Point-per-instance localization data

+ + + +

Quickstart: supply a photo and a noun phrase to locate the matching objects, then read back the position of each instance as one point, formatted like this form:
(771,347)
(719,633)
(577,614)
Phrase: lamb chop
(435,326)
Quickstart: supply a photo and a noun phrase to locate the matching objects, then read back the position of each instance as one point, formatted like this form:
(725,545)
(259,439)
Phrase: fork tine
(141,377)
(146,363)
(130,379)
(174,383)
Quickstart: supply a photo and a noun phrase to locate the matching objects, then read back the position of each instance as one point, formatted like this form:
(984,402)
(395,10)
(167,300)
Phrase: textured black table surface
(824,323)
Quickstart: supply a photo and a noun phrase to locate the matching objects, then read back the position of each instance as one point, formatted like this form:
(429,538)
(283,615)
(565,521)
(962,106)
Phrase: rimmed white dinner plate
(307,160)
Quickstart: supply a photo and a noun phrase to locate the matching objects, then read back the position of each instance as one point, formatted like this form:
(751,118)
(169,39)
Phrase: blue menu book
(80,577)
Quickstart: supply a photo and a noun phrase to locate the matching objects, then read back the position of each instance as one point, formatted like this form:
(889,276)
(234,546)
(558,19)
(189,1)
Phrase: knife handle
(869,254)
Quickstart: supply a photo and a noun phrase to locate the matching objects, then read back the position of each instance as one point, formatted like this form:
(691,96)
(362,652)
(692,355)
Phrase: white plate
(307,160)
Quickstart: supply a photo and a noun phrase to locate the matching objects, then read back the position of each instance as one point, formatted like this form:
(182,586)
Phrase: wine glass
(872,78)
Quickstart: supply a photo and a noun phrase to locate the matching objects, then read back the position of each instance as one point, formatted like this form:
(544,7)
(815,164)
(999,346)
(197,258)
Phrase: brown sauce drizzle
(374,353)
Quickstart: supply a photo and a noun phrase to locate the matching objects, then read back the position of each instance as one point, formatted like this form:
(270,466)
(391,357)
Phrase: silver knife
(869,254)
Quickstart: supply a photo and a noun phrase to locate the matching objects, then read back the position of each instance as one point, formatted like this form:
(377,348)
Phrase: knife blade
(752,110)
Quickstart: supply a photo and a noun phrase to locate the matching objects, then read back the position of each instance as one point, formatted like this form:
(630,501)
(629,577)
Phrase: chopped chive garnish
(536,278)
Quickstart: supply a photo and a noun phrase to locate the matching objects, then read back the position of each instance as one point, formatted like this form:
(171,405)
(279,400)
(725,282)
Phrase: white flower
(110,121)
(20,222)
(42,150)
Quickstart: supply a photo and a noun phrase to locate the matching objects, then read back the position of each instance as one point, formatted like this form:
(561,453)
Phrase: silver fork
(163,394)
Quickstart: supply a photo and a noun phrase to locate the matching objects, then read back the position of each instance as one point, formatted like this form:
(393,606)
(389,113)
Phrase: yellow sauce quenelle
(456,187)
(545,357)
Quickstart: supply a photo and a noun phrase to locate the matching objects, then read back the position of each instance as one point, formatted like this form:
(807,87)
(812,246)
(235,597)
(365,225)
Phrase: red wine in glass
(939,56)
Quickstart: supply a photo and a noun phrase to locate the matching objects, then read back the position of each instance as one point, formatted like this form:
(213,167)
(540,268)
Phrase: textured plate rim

+ + + +

- _What the task requires_
Copy each of the records above so that nothing differs from the original.

- _Your solution_
Quickstart: supply a photo and a noun phrase to locate the matching objects, then read back the position of each instance as one point, formatted like this form:
(771,347)
(719,633)
(577,614)
Phrase: lamb chop
(435,326)
Quickstart: supply a photo and a noun phrase to locate the matching objects, then read back the position of each instance as one point, formatted like this form:
(725,545)
(259,439)
Phrase: fork tine
(141,377)
(146,363)
(130,379)
(174,383)
Quickstart: supply a photo and a noun phrase to locate the matching objects, then read back the position of each instance as one point, formatted like this form:
(984,402)
(395,10)
(167,300)
Phrase: textured black table surface
(824,323)
Quickstart: supply a photo and a noun phrase to locate the matching objects, then read back the position of each instance as one point, formatted like this form:
(429,538)
(283,615)
(565,521)
(962,106)
Phrase: rimmed white dinner plate
(307,160)
Quickstart: supply a photo and a noun phrase to locate the matching objects, then read back the position of each instance as one point, formatted like this form:
(751,118)
(169,39)
Phrase: blue menu book
(80,577)
Quickstart: supply a photo and a noun phrase to locate the matching objects, then read back the position of each instance as one point, formatted like this form:
(889,276)
(234,546)
(558,19)
(189,1)
Phrase: knife handle
(869,254)
Quickstart: supply a photo and a noun phrase to locate the matching objects, then read back the position of each instance as one point, formatted like this form:
(691,96)
(362,652)
(692,355)
Phrase: white plate
(307,160)
Quickstart: supply a photo and a noun phrase to locate the matching objects, then read back the position of each instance as one point, formatted like this form:
(182,586)
Phrase: wine glass
(872,78)
Quickstart: supply a photo and a noun phrase to locate the matching objects, then read back the position of each instance as one point, formatted like this form:
(544,7)
(815,164)
(999,346)
(197,258)
Phrase: brown sauce drizzle
(374,353)
Quickstart: supply a photo and a noun phrase to locate the matching objects, then read back the position of each instance as one point, formatted like this form:
(270,466)
(391,357)
Phrase: silver knife
(869,254)
Quickstart: supply a photo and a noun phrase to locate the matching objects, then read back the position of each instance as one point, formatted like this form:
(377,348)
Phrase: knife blade
(752,110)
Quickstart: supply a photo and a noun phrase to locate the matching objects, then read back the position of each instance as one point, formatted like this form:
(630,501)
(629,577)
Phrase: chopped chive garnish
(536,278)
Quickstart: supply a photo and a noun phrase to locate the matching objects, then read back the position of each instance as one point, formatted like this form:
(171,405)
(279,400)
(725,282)
Phrase: white flower
(110,121)
(20,222)
(42,150)
Quickstart: supply a photo and a noun phrase to locate the matching objects, then read back the position of each instance as one point, formatted like this form:
(561,453)
Phrase: silver fork
(163,394)
Quickstart: supply a photo and a noun phrase to locate the matching objects, then read back the position of each instance as one point, formatted like this form:
(393,606)
(389,113)
Phrase: yellow sauce quenelle
(456,187)
(545,357)
Quickstart: supply a photo and a noun phrase to locate the matching objects, then read back the position of each instance as one point, formatted like this form:
(807,87)
(812,246)
(235,597)
(365,225)
Phrase: red wine in glass
(939,56)
Quickstart: supply a photo and a noun phrase to locate the matching objects, then read back the position of each instance as one point, formatted like this form:
(213,167)
(540,268)
Phrase: textured plate rim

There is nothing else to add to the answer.